*GIVEN TEXT:*
— START —

November 21st, 2011
Just back from Creativity and Cognition 2011, which was truly ace. I gave the paper I wrote with my co-supervisor, Prof. Ernest Edmonds, which people seemed to like. Saw some thought-provoking presentations and met a number of inspiring and wonderful people. Everything one could wish for in a conference, really.
Guy Claxton gave a truly thoughtful keynote. Creative-Mindedness: When Technology Helps and When It Hinders. He pointed out that formal education as it’s currently instituted systematically destroys the creative habits of mind. In response to a question on how precisely it does this, he referred to his chart of those habits. For example, one creative habit is inquisitiveness, which is damaged by the focus in structured curricula on requiring students to study questions they have not asked. Another is creative stamina & resilience (exemplified by Einstein, who said that it was not so much that he was especially clever, but more that he stayed with problems for longer). This is damaged by the scheduling of classes that require every problem to be solved in an hour.
The papers continued through the next few days – but there were also a lot of excellent posters. Apparently as there was only a single track for papers, the organisers could not accept some submissions that were actually very good, so those people were encouraged to resubmit as posters. Which meant that the quality of work in the posters was pretty impressive.

— END —

*PROBLEMS:*
1 – Decide whether each statement below agrees with the conference post, and answer yes or no for each, quoting the words from the post that settle it. (a) The paper presented at the conference was written together with the author's co-supervisor. (b) The conference ran several parallel tracks for papers. (c) According to Claxton, inquisitiveness is damaged by scheduling classes that require every problem to be solved in an hour.
2 – Go on with the conference post, picking up right after its final sentence.

Dataset entries
— START —

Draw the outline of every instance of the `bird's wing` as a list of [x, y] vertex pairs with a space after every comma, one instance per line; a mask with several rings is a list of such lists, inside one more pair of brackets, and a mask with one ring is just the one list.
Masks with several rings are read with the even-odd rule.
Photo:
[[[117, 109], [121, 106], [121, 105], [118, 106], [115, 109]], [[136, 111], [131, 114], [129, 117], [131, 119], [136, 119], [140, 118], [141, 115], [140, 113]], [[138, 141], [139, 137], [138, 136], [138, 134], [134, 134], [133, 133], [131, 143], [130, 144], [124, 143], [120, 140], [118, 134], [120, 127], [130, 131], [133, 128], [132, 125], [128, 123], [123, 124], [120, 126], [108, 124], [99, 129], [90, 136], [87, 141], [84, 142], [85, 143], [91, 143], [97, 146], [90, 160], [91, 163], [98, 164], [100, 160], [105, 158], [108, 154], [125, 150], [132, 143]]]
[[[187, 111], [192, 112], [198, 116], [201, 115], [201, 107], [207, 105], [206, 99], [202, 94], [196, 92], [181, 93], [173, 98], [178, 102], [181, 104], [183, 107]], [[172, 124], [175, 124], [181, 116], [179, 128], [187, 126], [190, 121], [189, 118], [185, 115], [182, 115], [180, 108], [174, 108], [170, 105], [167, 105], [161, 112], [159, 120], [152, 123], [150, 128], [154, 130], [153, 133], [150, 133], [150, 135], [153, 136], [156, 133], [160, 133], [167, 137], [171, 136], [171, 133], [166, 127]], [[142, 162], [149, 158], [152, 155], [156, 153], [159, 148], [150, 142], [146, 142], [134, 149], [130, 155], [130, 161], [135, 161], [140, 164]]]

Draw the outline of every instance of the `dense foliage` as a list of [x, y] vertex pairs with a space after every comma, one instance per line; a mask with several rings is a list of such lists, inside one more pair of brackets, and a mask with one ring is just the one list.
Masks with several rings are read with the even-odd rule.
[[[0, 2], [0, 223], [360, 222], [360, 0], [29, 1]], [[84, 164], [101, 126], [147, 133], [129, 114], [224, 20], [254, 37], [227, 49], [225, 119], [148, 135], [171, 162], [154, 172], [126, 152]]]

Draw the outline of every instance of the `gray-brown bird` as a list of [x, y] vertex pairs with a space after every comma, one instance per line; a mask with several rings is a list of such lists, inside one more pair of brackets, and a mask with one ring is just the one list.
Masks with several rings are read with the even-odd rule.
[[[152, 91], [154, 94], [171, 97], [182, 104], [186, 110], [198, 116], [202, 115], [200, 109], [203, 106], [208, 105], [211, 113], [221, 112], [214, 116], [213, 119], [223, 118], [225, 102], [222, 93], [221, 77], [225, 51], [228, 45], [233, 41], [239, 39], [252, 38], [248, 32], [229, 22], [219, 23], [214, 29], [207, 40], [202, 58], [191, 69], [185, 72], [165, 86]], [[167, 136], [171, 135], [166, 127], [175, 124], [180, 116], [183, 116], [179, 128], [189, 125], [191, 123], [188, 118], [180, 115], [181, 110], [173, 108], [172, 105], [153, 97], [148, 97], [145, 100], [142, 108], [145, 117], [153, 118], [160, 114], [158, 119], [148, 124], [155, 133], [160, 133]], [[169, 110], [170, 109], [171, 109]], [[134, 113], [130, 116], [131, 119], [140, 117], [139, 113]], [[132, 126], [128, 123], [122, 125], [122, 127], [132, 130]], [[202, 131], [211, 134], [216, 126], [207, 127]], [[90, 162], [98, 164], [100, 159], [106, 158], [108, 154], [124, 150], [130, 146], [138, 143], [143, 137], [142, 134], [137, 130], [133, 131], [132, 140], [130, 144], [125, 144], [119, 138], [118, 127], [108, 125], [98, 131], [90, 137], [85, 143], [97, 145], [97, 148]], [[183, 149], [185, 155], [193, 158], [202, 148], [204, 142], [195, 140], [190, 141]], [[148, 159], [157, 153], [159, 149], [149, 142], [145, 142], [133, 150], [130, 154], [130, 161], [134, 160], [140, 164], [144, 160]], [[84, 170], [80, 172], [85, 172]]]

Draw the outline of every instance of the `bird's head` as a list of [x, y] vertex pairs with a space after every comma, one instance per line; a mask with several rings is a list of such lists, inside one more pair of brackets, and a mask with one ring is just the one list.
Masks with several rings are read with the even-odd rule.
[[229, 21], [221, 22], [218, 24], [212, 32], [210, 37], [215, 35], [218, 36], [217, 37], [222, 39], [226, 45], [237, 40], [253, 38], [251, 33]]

— END —

*RESPONSES IN ORDER:*
1 –
(a) Yes: "I gave the paper I wrote with my co-supervisor, Prof. Ernest Edmonds"
(b) No: "there was only a single track for papers"
(c) No: "inquisitiveness, which is damaged by the focus in structured curricula on requiring students to study questions they have not asked"

2 –
Of course, it’s Creativity and Cognition so there was also room for art – my favourite works were Matt Ruby’s Sympathy for Pacman and Jack Stenner & Patrick LeMieux’s Open House: Interaction as Critical Reflection. To top it off, the conference was held at Atlanta’s High Museum of Art, and we were permitted an after-hours tour. As well as some tragically unmoving Calder mobiles (which really don’t belong in temperature controlled rooms), there on a wall was perhaps my favourite artwork of all time: Duchamp’s L.H.O.O.Q. Shaved. Yes, you have to know the story for this one to work properly.
So finally: a few people asked for my slides, so after the break I’ll embed a Quicktime movie of them. Thank you everyone at C&C 2011, and especially the erstwhile organisers for providing such a great atmosphere for collaboration and creativity.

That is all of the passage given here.